▸ GIVEN TASK
Copy every line of the listing below verbatim, with no changes.

▸ DATA SUPPLIED
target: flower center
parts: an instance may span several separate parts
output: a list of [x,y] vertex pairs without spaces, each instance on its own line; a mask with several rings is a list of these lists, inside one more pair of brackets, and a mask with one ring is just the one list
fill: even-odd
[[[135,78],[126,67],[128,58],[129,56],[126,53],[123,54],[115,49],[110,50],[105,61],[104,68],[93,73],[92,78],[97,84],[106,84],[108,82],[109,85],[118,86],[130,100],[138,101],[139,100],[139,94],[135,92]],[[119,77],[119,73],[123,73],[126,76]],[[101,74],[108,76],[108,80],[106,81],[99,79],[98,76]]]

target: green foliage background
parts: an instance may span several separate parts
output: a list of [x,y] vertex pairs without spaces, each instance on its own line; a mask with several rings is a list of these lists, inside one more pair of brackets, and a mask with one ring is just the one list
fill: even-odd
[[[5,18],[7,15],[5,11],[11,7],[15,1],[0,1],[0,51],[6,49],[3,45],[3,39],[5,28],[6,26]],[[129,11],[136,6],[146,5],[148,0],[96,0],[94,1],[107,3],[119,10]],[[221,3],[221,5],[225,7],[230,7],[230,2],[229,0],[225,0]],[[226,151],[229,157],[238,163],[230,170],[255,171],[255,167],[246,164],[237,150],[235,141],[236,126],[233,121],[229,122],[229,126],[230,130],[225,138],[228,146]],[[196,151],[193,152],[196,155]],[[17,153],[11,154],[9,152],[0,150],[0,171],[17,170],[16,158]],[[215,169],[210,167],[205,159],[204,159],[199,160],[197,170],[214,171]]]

▸ FINISHED TASK
target: flower center
parts: an instance may span several separate parts
output: a list of [x,y] vertex pairs without spaces, each instance on its own line; a mask with several rings is a list of these lists, inside one more pair of brackets, and a mask with one ring is just the one list
fill: even-odd
[[[135,78],[126,67],[128,58],[129,56],[126,53],[123,54],[115,49],[110,50],[105,61],[104,68],[93,73],[92,78],[97,84],[106,84],[108,82],[109,85],[118,86],[130,100],[138,101],[139,100],[139,94],[135,92]],[[119,77],[119,73],[123,73],[126,76]],[[101,74],[108,76],[108,80],[106,81],[99,79],[98,76]]]

target: green foliage background
parts: an instance may span several separate parts
output: a list of [x,y] vertex pairs without spaces, each instance on its own line; a mask with several rings is a list of these lists, inside one more pair of brackets, and a mask with one ring is just the one list
fill: even-odd
[[[5,18],[7,15],[5,11],[11,7],[15,1],[0,1],[0,51],[6,49],[3,45],[3,39],[5,28],[6,26]],[[129,11],[136,6],[146,5],[148,0],[96,0],[94,1],[107,3],[119,10]],[[221,3],[221,5],[225,7],[230,7],[230,2],[229,0],[225,0]],[[226,151],[229,157],[238,163],[230,170],[255,171],[255,167],[246,164],[237,150],[235,141],[236,126],[233,121],[229,122],[229,126],[230,130],[225,138],[228,146]],[[196,151],[193,152],[196,155]],[[17,153],[11,154],[9,152],[0,150],[0,171],[17,170],[16,158]],[[215,169],[210,167],[205,159],[204,159],[199,160],[197,170],[214,171]]]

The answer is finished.